YOUR OBJECTIVE: Copy the listing below exactly, but skip the pictures.

RECORDS SUPPLIED:
::::::::::
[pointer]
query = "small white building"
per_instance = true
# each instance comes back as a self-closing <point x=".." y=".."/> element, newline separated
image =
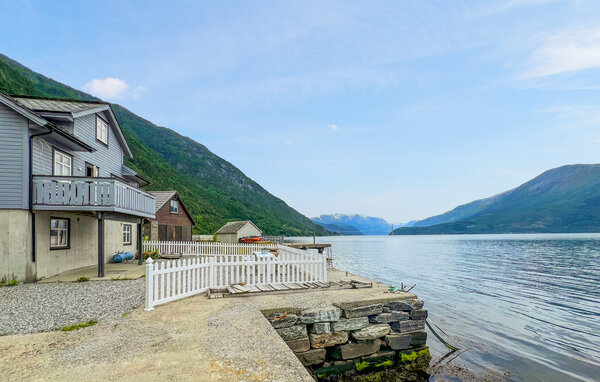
::::::::::
ANSWER TO THIS PROBLEM:
[pointer]
query = "small white building"
per_instance = true
# each instance comes back as a self-closing <point x=".." y=".."/> element, newline separated
image =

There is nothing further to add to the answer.